The task
State how many lines of the items below contain the word "letter", treating case as significant. Reply with the number alone.

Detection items
####
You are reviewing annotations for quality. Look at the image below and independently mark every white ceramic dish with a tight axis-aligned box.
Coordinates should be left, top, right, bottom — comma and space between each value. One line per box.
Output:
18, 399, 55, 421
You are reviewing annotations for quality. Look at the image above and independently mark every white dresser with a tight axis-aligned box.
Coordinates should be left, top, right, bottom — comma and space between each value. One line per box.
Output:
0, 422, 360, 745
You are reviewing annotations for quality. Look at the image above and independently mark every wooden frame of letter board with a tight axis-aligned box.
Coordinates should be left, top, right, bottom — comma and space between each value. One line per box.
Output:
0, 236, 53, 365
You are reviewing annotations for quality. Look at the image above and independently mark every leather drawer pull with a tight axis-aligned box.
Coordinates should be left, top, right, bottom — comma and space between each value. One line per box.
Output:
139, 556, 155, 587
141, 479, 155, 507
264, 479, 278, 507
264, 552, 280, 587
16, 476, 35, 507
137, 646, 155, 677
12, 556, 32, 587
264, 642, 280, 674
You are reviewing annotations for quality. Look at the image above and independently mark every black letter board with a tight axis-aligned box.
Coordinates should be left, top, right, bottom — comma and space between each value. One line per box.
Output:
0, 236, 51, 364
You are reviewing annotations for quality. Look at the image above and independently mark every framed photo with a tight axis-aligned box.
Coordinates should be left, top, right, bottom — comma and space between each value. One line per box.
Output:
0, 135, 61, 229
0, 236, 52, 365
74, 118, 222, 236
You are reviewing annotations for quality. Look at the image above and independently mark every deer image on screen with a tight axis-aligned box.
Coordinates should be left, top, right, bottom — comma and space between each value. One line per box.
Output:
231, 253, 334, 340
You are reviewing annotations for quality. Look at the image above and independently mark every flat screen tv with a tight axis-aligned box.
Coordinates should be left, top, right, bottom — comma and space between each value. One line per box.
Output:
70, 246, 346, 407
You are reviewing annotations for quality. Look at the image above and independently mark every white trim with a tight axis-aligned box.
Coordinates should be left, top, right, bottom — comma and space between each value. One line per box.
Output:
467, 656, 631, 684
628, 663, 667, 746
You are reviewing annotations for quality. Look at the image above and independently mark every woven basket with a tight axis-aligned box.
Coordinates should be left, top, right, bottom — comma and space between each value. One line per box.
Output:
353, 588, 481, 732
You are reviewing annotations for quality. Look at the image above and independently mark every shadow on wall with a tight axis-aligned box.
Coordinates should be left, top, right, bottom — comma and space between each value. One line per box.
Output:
####
Solution to this task
2